→ **Records for this exercise**:
-------------------------

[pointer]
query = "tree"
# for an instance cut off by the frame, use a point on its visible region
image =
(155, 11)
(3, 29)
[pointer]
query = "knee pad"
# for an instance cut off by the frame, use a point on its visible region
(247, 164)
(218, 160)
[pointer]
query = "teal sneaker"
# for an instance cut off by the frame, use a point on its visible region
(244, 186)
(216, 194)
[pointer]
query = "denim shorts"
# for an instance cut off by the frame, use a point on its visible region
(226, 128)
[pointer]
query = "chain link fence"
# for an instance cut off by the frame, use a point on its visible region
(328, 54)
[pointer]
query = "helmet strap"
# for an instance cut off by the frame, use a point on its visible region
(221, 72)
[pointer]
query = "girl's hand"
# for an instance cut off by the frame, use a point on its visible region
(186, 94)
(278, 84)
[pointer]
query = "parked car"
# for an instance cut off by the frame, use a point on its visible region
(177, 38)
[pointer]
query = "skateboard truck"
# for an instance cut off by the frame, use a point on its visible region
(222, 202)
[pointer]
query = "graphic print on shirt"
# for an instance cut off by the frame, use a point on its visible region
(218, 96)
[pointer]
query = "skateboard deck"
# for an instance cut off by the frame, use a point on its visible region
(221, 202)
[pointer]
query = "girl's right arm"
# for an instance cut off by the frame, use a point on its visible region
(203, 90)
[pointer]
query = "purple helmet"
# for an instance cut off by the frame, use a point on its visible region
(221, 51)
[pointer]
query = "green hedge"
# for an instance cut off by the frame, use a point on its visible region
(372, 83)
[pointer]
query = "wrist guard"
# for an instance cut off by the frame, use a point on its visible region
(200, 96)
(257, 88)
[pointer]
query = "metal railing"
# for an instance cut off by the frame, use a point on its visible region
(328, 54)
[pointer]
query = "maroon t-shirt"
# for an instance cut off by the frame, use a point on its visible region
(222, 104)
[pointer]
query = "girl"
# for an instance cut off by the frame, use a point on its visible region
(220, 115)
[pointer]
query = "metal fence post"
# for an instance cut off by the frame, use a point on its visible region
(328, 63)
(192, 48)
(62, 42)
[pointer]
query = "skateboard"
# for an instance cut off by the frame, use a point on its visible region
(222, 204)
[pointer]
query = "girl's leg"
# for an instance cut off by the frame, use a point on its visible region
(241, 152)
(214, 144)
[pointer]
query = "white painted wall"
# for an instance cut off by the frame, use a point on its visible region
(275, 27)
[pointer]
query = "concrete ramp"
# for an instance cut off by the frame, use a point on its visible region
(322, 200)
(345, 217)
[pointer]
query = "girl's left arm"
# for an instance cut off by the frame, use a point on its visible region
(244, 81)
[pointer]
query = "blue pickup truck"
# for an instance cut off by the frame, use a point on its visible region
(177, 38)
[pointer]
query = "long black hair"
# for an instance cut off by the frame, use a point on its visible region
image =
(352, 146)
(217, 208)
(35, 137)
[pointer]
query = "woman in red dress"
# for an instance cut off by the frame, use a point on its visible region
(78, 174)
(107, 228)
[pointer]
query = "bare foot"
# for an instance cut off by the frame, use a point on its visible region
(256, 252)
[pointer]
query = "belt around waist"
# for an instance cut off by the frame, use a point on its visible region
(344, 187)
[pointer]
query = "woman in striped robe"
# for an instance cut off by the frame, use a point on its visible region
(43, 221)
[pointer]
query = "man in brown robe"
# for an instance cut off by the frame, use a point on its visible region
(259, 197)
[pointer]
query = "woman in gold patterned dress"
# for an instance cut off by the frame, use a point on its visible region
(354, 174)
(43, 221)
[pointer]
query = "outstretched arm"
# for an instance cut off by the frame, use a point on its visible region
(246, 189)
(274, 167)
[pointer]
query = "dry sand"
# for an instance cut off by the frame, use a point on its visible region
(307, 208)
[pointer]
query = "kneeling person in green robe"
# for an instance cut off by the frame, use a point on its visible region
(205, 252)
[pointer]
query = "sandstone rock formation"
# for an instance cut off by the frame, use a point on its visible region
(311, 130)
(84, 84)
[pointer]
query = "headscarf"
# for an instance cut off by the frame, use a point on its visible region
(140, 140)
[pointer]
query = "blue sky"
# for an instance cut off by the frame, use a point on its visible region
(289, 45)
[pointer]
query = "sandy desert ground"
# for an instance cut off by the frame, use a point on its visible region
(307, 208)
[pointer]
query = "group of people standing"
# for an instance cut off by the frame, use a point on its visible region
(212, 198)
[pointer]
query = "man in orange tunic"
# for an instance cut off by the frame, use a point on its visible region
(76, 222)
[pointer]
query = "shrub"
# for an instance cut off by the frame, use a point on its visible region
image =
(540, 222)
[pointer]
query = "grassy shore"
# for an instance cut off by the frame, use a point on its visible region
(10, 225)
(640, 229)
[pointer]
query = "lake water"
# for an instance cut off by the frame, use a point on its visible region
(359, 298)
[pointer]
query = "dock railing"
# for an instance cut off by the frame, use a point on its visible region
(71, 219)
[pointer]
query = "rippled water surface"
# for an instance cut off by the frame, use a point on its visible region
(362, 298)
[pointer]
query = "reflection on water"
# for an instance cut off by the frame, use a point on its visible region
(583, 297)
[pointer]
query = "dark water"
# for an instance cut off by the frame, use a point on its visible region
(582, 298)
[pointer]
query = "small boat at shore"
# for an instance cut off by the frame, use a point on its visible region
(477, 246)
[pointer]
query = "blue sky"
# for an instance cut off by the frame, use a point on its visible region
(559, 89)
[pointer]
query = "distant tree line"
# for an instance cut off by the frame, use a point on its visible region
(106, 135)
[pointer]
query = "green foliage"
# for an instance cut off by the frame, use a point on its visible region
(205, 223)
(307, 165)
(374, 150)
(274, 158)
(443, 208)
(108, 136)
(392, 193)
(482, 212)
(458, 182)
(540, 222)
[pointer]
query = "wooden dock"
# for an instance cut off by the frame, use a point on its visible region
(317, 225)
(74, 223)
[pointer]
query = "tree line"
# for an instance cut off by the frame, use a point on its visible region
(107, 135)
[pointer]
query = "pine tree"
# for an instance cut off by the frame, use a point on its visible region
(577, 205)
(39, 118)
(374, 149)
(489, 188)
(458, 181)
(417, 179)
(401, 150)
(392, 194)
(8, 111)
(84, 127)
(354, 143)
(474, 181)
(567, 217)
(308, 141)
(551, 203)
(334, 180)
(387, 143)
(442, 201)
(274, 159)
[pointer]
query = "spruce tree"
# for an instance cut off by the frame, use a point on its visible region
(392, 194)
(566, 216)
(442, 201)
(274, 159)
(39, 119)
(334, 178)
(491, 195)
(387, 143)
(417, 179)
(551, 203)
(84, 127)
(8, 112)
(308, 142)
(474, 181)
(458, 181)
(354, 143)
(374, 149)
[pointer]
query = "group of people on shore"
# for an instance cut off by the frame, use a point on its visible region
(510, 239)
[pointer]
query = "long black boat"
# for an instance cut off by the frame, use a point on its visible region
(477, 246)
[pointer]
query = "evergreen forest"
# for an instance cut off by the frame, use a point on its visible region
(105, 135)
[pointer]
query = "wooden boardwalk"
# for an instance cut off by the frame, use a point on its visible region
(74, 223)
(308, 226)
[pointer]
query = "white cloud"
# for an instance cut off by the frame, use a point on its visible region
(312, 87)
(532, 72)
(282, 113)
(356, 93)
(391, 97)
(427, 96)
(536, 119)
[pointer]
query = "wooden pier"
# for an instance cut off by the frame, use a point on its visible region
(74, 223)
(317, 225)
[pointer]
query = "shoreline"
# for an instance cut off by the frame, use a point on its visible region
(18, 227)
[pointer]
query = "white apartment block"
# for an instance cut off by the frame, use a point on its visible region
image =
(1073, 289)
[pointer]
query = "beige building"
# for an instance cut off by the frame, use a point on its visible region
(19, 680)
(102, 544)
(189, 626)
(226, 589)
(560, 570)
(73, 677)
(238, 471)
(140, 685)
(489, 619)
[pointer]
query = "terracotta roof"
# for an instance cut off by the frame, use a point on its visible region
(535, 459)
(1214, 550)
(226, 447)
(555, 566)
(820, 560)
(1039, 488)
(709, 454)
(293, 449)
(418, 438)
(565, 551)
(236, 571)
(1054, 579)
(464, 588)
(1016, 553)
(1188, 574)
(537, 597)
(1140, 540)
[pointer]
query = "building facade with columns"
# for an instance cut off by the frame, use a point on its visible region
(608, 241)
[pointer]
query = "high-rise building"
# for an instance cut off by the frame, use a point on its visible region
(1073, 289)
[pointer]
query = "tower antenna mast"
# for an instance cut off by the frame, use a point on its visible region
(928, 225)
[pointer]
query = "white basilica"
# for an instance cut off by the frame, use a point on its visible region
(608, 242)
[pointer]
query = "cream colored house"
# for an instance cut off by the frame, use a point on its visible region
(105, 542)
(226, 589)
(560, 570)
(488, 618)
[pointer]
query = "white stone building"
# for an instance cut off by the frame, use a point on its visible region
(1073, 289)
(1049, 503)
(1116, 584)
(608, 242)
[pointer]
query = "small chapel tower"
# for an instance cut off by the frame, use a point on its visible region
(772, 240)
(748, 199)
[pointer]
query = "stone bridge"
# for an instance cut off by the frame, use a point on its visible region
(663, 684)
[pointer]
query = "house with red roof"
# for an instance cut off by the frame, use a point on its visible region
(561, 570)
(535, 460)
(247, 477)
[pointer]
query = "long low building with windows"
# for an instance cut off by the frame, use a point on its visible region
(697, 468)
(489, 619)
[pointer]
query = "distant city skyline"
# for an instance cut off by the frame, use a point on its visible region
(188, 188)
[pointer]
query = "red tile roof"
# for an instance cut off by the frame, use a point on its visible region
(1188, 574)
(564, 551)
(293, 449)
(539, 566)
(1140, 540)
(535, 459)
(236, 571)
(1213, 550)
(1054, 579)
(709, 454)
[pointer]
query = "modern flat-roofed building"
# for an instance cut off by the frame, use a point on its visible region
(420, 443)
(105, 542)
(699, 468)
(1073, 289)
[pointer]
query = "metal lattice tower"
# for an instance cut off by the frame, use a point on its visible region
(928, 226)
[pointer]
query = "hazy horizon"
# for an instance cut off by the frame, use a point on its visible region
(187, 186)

-------------------------

Which lines of the records contain the word "building"? Show each of them in full.

→ **Solved exercise**:
query = "beige building"
query = "building facade with columns"
query = "high-rise building"
query = "white stone building"
query = "long low building with windows"
query = "modern flat-roofed building"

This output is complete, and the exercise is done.